[Task to complete]
Copy all the items below in full, requests included, and add 73 to each coordinate of the answer points, leaving the numbers in the requests and their sample points unchanged. Leave out the pictures.

[Data for the task]
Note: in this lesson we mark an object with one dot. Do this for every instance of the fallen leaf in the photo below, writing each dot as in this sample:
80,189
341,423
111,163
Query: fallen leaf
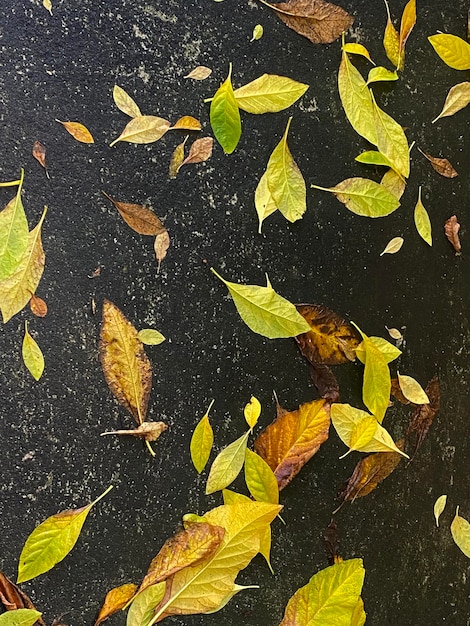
52,540
330,339
264,311
143,129
125,103
457,99
115,600
141,219
317,20
330,597
442,166
32,355
439,507
452,228
293,438
364,197
202,441
393,246
78,131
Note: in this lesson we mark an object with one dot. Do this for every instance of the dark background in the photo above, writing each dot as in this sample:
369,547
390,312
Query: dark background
52,456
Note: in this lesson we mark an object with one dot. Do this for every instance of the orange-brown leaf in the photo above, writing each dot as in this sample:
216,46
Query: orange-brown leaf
115,600
317,20
138,217
331,340
293,438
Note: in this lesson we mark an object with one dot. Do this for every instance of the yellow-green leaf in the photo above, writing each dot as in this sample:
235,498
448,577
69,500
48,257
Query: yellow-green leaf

[Complete response]
Note: in this lesson we mark an object with one dot. Do this for every instance of the fallen leaf in the photo below, writing each dot as in this sample:
80,189
341,423
111,163
Query: fallen leaf
125,613
403,412
337,384
216,202
198,176
530,172
188,673
214,292
390,93
403,670
515,239
105,428
512,580
525,301
366,511
437,270
275,514
466,319
151,204
Note: in this lesson we mark an object with one dot. Do this for every instance of the dark background in the photo above, writing each dot as in this sample:
369,547
390,312
Query: dark background
125,529
Note: in this lesson we mark an object with one dot. Do this for every instance of the orange-brown leaf in the photo above, writing each dot as in this sample:
216,46
Query: orange-brown leaf
188,673
390,93
211,290
404,413
366,511
Note: in this lesson we mark an object with one dot. Do this for every instance of the yellow-green leaf in the photo above, writing each dot as in this sample:
235,498
448,577
69,500
48,257
Query: yellow-green leaf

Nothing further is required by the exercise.